* _Written task 1_: Can you output the records that follow the text as a Markdown table with a Row column numbering each line and a Line column holding it, leaving out blank lines?

* _Extracted text_:
Focus on Warning and Preparedness

Although land-use planning and adjusting building codes is important in mitigating the impacts of tsunamis, the charge to the committee is focused primarily on the detection, forecast, and warning for near- and far-field tsunamis and issues directly related to the effective implementation of those warnings. To be responsive to its charge, the report focuses on the second class of mitigation actions, which generally includes pre-event planning to develop preparedness plans, appropriate organizational arrangements, training and exercises for issuing event-specific public warnings, an adequate emergency response, and plans for recovery and reconstruction. These types of adjustment are based on the notion that the adequacy of pre-event planning determines the effectiveness of event-specific response. This view also places insurance in the preparedness class.


Only very recently has there been a national interest in tsunami warning and preparedness. Before 2004, most efforts were spearheaded by local, state, or regional initiative operating on very limited budgets. Integrating these existing individual efforts into a national tsunami program has led to a very different type of program than that of a national tsunami warning program designed from the outset. The history of tsunami warning and preparedness efforts can be traced back to two of the six destructive tsunamis that caused causalities on U.S. soil.

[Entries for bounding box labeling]

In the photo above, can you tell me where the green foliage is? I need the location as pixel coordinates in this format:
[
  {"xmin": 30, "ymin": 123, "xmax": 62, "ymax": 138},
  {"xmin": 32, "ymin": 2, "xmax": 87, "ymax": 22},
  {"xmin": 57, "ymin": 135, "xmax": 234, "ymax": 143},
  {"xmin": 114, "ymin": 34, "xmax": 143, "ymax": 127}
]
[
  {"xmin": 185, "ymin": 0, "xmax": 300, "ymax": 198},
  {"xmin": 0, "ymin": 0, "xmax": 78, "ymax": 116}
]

* _Written task 2_: How would you condense the paragraph in the tsunami warning excerpt beginning "Although land-use planning and adjusting building codes" into a short bulleted list that keeps its main facts?

* _Correct output 1_:
| Row | Line |
|---|---|
| 1 | In the photo above, can you tell me where the green foliage is? I need the location as pixel coordinates in this format: |
| 2 | [ |
| 3 |   {"xmin": 30, "ymin": 123, "xmax": 62, "ymax": 138}, |
| 4 |   {"xmin": 32, "ymin": 2, "xmax": 87, "ymax": 22}, |
| 5 |   {"xmin": 57, "ymin": 135, "xmax": 234, "ymax": 143}, |
| 6 |   {"xmin": 114, "ymin": 34, "xmax": 143, "ymax": 127} |
| 7 | ] |
| 8 | [ |
| 9 |   {"xmin": 185, "ymin": 0, "xmax": 300, "ymax": 198}, |
| 10 |   {"xmin": 0, "ymin": 0, "xmax": 78, "ymax": 116} |
| 11 | ] |

* _Correct output 2_:
- Land-use planning and building codes help mitigate tsunami impacts, but the committee's charge centers on detection, forecast, and warning for near- and far-field tsunamis and on putting those warnings into effect.
- The report therefore focuses on the second class of mitigation actions: pre-event preparedness plans, organizational arrangements, training and exercises for event-specific public warnings, adequate emergency response, and recovery and reconstruction plans.
- These actions rest on the idea that pre-event planning determines how effective the event-specific response is.
- This view also places insurance in the preparedness class.